Exercise materials>
⁂

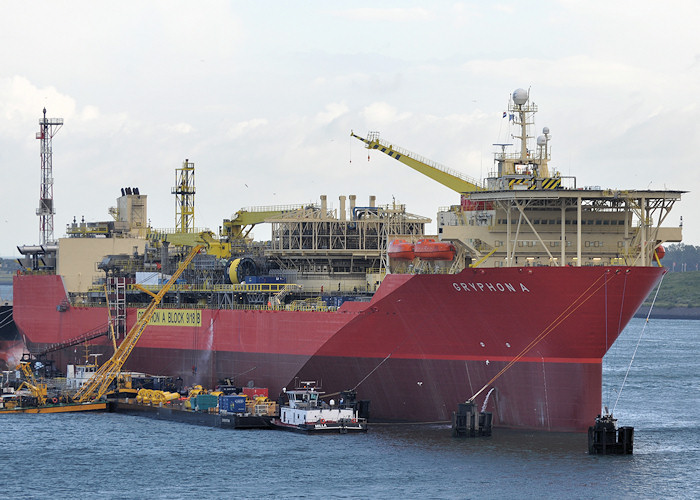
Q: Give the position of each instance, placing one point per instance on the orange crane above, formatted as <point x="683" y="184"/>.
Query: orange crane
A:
<point x="99" y="383"/>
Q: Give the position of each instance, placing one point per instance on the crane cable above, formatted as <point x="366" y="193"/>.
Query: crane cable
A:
<point x="580" y="300"/>
<point x="646" y="322"/>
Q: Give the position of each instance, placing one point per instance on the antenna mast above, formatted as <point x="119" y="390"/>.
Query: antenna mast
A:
<point x="48" y="127"/>
<point x="184" y="198"/>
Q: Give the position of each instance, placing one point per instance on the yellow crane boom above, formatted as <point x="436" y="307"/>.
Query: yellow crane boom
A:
<point x="446" y="176"/>
<point x="38" y="389"/>
<point x="98" y="384"/>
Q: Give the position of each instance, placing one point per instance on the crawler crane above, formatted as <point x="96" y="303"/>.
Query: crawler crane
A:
<point x="99" y="383"/>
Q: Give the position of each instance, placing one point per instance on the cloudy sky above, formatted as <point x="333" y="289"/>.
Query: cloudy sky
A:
<point x="262" y="97"/>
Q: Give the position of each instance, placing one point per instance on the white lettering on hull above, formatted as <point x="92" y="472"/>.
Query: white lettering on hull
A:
<point x="489" y="287"/>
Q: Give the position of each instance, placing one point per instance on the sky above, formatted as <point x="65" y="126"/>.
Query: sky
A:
<point x="262" y="97"/>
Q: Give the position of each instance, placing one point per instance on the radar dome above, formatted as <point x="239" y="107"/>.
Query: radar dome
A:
<point x="520" y="96"/>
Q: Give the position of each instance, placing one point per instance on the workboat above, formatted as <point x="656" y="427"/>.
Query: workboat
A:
<point x="526" y="285"/>
<point x="307" y="412"/>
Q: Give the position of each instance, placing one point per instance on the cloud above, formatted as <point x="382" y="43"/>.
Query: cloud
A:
<point x="393" y="15"/>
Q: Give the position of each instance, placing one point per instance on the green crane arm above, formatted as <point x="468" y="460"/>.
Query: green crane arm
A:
<point x="98" y="384"/>
<point x="447" y="177"/>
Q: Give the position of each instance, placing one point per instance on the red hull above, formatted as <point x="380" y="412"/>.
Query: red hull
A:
<point x="422" y="345"/>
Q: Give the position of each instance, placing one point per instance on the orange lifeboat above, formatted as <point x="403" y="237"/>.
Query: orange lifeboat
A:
<point x="430" y="249"/>
<point x="401" y="250"/>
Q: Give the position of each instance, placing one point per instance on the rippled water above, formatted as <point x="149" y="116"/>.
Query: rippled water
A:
<point x="117" y="456"/>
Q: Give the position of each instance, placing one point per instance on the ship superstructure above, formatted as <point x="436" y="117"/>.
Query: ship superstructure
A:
<point x="523" y="214"/>
<point x="363" y="299"/>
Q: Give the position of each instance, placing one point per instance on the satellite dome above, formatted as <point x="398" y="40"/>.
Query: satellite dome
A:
<point x="520" y="96"/>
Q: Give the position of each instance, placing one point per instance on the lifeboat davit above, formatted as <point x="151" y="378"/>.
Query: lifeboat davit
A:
<point x="430" y="249"/>
<point x="401" y="250"/>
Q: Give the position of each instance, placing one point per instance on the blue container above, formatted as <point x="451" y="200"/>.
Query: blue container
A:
<point x="205" y="401"/>
<point x="232" y="404"/>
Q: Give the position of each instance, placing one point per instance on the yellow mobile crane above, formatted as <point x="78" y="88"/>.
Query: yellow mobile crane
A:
<point x="446" y="176"/>
<point x="98" y="384"/>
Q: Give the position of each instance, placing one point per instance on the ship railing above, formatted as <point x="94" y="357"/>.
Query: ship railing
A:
<point x="276" y="208"/>
<point x="237" y="307"/>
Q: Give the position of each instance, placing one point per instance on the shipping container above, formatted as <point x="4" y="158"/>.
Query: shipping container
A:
<point x="253" y="392"/>
<point x="205" y="401"/>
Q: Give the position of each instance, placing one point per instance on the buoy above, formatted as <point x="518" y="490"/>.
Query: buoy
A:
<point x="604" y="438"/>
<point x="467" y="421"/>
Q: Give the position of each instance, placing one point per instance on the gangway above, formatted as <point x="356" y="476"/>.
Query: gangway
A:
<point x="99" y="383"/>
<point x="83" y="337"/>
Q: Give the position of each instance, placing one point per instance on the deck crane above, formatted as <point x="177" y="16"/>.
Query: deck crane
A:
<point x="38" y="389"/>
<point x="98" y="384"/>
<point x="446" y="176"/>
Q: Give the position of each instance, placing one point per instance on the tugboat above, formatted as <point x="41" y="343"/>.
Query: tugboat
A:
<point x="305" y="412"/>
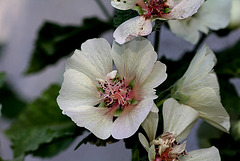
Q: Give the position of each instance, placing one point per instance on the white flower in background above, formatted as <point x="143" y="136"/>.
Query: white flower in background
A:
<point x="199" y="89"/>
<point x="235" y="12"/>
<point x="212" y="15"/>
<point x="178" y="122"/>
<point x="107" y="101"/>
<point x="149" y="11"/>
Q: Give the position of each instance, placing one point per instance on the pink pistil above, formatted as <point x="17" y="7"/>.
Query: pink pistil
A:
<point x="115" y="92"/>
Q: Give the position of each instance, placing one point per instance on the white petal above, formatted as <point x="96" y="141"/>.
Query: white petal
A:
<point x="182" y="9"/>
<point x="150" y="125"/>
<point x="94" y="60"/>
<point x="134" y="59"/>
<point x="207" y="154"/>
<point x="143" y="141"/>
<point x="208" y="104"/>
<point x="197" y="75"/>
<point x="130" y="119"/>
<point x="123" y="4"/>
<point x="157" y="76"/>
<point x="134" y="27"/>
<point x="178" y="118"/>
<point x="77" y="90"/>
<point x="96" y="119"/>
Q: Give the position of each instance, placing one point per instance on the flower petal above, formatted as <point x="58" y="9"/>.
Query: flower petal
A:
<point x="94" y="60"/>
<point x="199" y="73"/>
<point x="150" y="125"/>
<point x="182" y="9"/>
<point x="207" y="154"/>
<point x="157" y="76"/>
<point x="77" y="90"/>
<point x="96" y="119"/>
<point x="208" y="104"/>
<point x="178" y="118"/>
<point x="123" y="4"/>
<point x="143" y="141"/>
<point x="151" y="153"/>
<point x="130" y="119"/>
<point x="134" y="59"/>
<point x="134" y="27"/>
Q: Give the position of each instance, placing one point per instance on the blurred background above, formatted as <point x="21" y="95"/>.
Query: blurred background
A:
<point x="20" y="22"/>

⁂

Task>
Write the lines above out again exactly, without any of their pictures.

Output of the exercise>
Q: Give the position of each instance, placing one point per instance on the orange crane above, formatted as <point x="683" y="184"/>.
Query: orange crane
A:
<point x="99" y="383"/>
Q: Give the position of each instance, placing one point per instance on the crane cable above, formatted as <point x="366" y="193"/>.
Query: crane cable
A:
<point x="580" y="300"/>
<point x="646" y="322"/>
Q: Give the position of each instance, placing one point per instance on the antenna mast above, formatted as <point x="119" y="390"/>.
Query: antenna mast
A:
<point x="48" y="127"/>
<point x="184" y="198"/>
Q: Give the position of each instance, placing one point per instance on the yellow crane boom above, formatted as <point x="436" y="307"/>.
Query: yellow crane boom
A:
<point x="446" y="176"/>
<point x="38" y="389"/>
<point x="98" y="384"/>
Q: Give the position of each instance, placing one point per instance on the crawler crane above, formatted as <point x="96" y="303"/>.
Query: crawler crane
A:
<point x="99" y="383"/>
Q: Give the position of each instance, placing one point per instance on the cloudy sky above, formatted as <point x="333" y="289"/>.
Query: cloudy sky
A:
<point x="262" y="97"/>
Q: Give the position of each instance, placing one point per instance on the white lettering on hull above, formatted as <point x="92" y="472"/>.
Query: white lettering on hull
A:
<point x="489" y="287"/>
Q: Give the position of each instance, placing one point per instance on the sky above, formatted as <point x="65" y="126"/>.
Query: sky
A:
<point x="262" y="97"/>
Q: Give the position of each instance, placing one point per instance on the radar dome above, formatted as <point x="239" y="107"/>.
Query: radar dome
A:
<point x="520" y="96"/>
Q: Give the position of each instance, placing one point per instance on the workboat above, formatted as <point x="656" y="427"/>.
Query: workboat
A:
<point x="526" y="285"/>
<point x="307" y="412"/>
Q: Give the position of each instance, placing one point per instance on the cloud above, formatted as <point x="382" y="43"/>.
Query: cloud
A:
<point x="393" y="15"/>
Q: Give the position of each instance, placing one point per instance on the green crane arm above, formatted as <point x="468" y="460"/>.
Query: green crane arm
A:
<point x="98" y="384"/>
<point x="447" y="177"/>
Q: Give the position of each instance, placing one point per instance on the red hull above, formatted as <point x="380" y="412"/>.
Query: red hull
A:
<point x="422" y="345"/>
Q: Give the position of each instance, placing one point per instance on the orange lifeboat above, formatted as <point x="403" y="237"/>.
Query: orange lifeboat
A:
<point x="430" y="249"/>
<point x="401" y="250"/>
Q: Give the position of each instance, placing one point per instance on the rippled water above, formatted as <point x="149" y="116"/>.
Query: rippled water
A:
<point x="117" y="456"/>
Q: Give the position of each instance, placing one point per instance on the ship superstructure above, formatted as <point x="436" y="117"/>.
Query: ship superstructure
A:
<point x="523" y="214"/>
<point x="363" y="299"/>
Q: Give the position of each instance, placing one point per instance on the satellite dome above, formatted as <point x="398" y="40"/>.
Query: satellite dome
A:
<point x="520" y="96"/>
Q: Give the position of each instance, placing one point per instance on the lifeboat davit above, formatted as <point x="151" y="378"/>.
Query: lifeboat davit
A:
<point x="430" y="249"/>
<point x="401" y="250"/>
Q: Give the position of each instance, placing one point per instance on the blue container above, formatted as <point x="451" y="200"/>.
Query: blue container
A:
<point x="205" y="401"/>
<point x="232" y="404"/>
Q: Give the position of each instance, placing one point per instance on the yellow mobile crane above, formatted as <point x="78" y="88"/>.
Query: yellow mobile crane
A:
<point x="446" y="176"/>
<point x="98" y="384"/>
Q: Give the position of each instance, placing one point per instance on the ship railing above, formatted as <point x="94" y="357"/>.
Query: ship railing
A:
<point x="276" y="208"/>
<point x="237" y="307"/>
Q: Give the position of each instance, placing one point per instance on the shipping container above, formatted as <point x="4" y="158"/>.
Query: shipping container
A:
<point x="253" y="392"/>
<point x="205" y="401"/>
Q: Give the position of each instance, placing one point per instance on the buoy above, formatted as <point x="518" y="490"/>.
Query: buoy
A:
<point x="604" y="438"/>
<point x="467" y="421"/>
Q: Give the position of each instance, placing one point per instance on the gangway above, formatted as <point x="356" y="476"/>.
Query: gangway
A:
<point x="99" y="383"/>
<point x="83" y="337"/>
Q: Give the position of each instance, placing one point per instance on the deck crane above, formatted as <point x="177" y="16"/>.
Query: deck crane
A:
<point x="38" y="389"/>
<point x="98" y="384"/>
<point x="446" y="176"/>
Q: Give the position of each instance, placing one point per instance on the tugboat above, formatted as <point x="41" y="343"/>.
Query: tugboat
A:
<point x="305" y="412"/>
Q: Give the position of each instance, placing one point per instance on the white flower in background above, formatted as <point x="143" y="136"/>.
Query: white flower in background
A:
<point x="199" y="89"/>
<point x="235" y="12"/>
<point x="212" y="15"/>
<point x="178" y="122"/>
<point x="107" y="101"/>
<point x="149" y="11"/>
Q: Give the position of each instance, placing one point per instance on the pink pistil above, formatted as <point x="17" y="7"/>.
Query: pink pistil
A:
<point x="115" y="92"/>
Q: Give the position of each instance, placing one point per instance on the white petal above, formatted as <point x="96" y="141"/>.
Query: white petal
A:
<point x="182" y="9"/>
<point x="150" y="125"/>
<point x="94" y="60"/>
<point x="134" y="59"/>
<point x="207" y="154"/>
<point x="143" y="141"/>
<point x="208" y="104"/>
<point x="197" y="75"/>
<point x="130" y="119"/>
<point x="123" y="4"/>
<point x="157" y="76"/>
<point x="134" y="27"/>
<point x="178" y="118"/>
<point x="77" y="90"/>
<point x="96" y="119"/>
Q: Give the position of each instance, placing one point per instance on the flower petal above, formatted as <point x="58" y="9"/>.
Query: flower petal
A:
<point x="94" y="60"/>
<point x="199" y="73"/>
<point x="150" y="125"/>
<point x="182" y="9"/>
<point x="207" y="154"/>
<point x="157" y="76"/>
<point x="77" y="90"/>
<point x="96" y="119"/>
<point x="208" y="104"/>
<point x="178" y="118"/>
<point x="123" y="4"/>
<point x="143" y="141"/>
<point x="151" y="153"/>
<point x="130" y="119"/>
<point x="134" y="59"/>
<point x="134" y="27"/>
Q: Give the position of each instance, placing one point per instance on the blurred background above, formatted as <point x="21" y="95"/>.
Query: blurred background
A:
<point x="20" y="22"/>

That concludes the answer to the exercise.